France | France, Cour administrative d'appel de Nantes, 3ème chambre, 05 novembre 2021, 21NT00043


Vu la procédure suivante :

Procédure contentieuse antérieure :

Mme A... C... a demandé au tribunal administratif de Caen d'annuler l'arrêté du 4 juin 2020 du préfet du Calvados lui refusant la délivrance d'un titre de séjour, l'obligeant à quitter le territoire français dans un délai de trente jours et fixant le pays de destination.

Par un jugement n° 2001205 du 15 octobre 2020, le tribunal administratif de Caen a rejeté sa demande.

Procédure devant la cour :

Par une requête et des mémoire, enregistrés les 7 janvier, 1er juin et 16 septembre

2021, Mme C..., représentée par Me Bara Carré, demande à la cour :

1°) d'annuler ce jugement ...

▶ **Consigne de travail 1**:
Les affirmations suivantes concordent-elles avec l'extrait de décision ? Répondez par oui ou par non pour chacune, en citant mot pour mot les termes de l'extrait qui tranchent.
(a) Le tribunal administratif de Caen a rejeté la demande de Mme C....
(b) L'arrêté du préfet du Calvados laissait à Mme C... soixante jours pour quitter le territoire français.
(c) Devant la cour, Mme C... est représentée par Me Bara Carré.
▶ **Consigne de travail 2**:
Répondez aux questions suivantes d'après l'extrait de décision.
(a) De quelle date est l'arrêté du préfet du Calvados ?
(b) Quel numéro porte le jugement du tribunal administratif de Caen ?
(c) Quelle chambre de la cour administrative d'appel de Nantes a rendu la décision ?
▶ **Consigne de travail 3**: Quelles sont toutes les dates mentionnées dans l'extrait de décision ? Énumérez-les.

▶ **Données à examiner**:
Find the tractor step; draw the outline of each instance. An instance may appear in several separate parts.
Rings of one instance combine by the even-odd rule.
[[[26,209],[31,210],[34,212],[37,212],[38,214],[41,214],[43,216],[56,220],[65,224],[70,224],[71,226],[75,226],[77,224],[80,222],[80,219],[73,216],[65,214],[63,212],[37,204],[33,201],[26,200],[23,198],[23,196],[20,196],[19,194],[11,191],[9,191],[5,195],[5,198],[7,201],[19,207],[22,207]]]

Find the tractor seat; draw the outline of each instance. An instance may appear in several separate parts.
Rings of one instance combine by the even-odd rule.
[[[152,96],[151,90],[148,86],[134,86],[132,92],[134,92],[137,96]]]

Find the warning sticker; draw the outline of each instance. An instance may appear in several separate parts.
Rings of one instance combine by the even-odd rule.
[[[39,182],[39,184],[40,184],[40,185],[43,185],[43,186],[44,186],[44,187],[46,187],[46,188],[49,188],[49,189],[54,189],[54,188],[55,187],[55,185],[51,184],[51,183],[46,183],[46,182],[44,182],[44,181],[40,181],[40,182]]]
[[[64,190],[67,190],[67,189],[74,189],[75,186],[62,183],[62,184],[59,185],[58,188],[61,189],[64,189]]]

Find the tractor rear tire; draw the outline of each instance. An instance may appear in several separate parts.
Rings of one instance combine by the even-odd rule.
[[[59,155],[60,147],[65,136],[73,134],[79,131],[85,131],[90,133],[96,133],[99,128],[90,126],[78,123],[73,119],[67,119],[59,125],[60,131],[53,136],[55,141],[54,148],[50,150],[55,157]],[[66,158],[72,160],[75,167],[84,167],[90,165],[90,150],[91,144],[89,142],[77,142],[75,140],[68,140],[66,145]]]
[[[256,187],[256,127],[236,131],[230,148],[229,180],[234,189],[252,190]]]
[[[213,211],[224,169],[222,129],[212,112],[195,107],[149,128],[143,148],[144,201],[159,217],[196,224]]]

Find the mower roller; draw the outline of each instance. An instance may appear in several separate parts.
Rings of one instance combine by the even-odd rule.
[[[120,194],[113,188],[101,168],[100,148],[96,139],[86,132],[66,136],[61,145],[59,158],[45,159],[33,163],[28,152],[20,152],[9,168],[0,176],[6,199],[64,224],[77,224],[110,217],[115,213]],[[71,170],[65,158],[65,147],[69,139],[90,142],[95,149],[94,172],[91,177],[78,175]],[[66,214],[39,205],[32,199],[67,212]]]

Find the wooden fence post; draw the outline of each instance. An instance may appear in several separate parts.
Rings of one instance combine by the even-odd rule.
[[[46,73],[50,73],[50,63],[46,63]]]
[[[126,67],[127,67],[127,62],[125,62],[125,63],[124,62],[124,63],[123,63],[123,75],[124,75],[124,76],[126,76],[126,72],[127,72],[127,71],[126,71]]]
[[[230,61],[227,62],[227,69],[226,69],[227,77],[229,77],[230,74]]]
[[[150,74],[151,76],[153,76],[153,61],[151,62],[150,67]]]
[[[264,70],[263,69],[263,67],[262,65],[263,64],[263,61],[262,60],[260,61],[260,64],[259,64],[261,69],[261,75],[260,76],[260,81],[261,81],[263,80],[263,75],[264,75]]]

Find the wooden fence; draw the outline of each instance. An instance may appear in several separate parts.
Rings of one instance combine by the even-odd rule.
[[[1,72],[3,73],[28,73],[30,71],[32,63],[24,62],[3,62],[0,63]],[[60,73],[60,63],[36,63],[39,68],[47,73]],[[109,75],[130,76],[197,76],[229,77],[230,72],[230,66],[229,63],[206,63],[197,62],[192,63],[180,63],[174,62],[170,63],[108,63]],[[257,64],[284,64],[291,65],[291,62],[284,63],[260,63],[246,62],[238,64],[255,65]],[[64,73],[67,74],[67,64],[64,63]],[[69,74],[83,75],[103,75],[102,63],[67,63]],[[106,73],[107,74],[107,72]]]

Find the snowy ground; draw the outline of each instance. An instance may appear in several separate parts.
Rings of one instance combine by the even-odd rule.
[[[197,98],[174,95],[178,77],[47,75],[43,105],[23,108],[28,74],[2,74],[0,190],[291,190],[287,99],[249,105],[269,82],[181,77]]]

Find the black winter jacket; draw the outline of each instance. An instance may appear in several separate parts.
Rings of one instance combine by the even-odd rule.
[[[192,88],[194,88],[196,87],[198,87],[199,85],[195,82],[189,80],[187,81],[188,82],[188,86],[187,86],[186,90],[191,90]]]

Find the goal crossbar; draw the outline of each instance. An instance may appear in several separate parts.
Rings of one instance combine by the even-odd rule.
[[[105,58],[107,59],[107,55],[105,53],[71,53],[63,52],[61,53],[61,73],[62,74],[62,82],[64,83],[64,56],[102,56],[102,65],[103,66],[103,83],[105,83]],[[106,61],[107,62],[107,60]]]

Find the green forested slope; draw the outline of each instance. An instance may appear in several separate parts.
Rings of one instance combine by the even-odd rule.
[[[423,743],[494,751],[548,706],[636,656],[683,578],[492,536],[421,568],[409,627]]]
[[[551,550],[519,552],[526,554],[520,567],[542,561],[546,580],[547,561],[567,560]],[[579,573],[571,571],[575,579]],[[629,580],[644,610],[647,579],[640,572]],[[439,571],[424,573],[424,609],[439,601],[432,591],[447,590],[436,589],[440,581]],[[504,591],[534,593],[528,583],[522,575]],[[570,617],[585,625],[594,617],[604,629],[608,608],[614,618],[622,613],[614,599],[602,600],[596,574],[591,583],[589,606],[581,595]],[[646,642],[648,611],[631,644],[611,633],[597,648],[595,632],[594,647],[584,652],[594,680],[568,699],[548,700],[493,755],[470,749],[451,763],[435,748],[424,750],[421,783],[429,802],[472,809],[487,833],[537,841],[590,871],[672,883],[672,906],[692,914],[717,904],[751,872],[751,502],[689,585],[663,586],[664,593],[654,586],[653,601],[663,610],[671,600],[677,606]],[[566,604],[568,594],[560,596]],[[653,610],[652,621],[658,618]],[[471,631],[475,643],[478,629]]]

▶ **Votre réponse 1**:
(a) Oui : « le tribunal administratif de Caen a rejeté sa demande ».
(b) Non : « l'obligeant à quitter le territoire français dans un délai de trente jours ».
(c) Oui : « Mme C..., représentée par Me Bara Carré ».

▶ **Votre réponse 2**:
(a) Du 4 juin 2020.
(b) Le n° 2001205.
(c) La 3ème chambre.

▶ **Votre réponse 3**: 05 novembre 2021 ; 4 juin 2020 ; 15 octobre 2020 ; 7 janvier 2021 ; 1er juin 2021 ; 16 septembre 2021.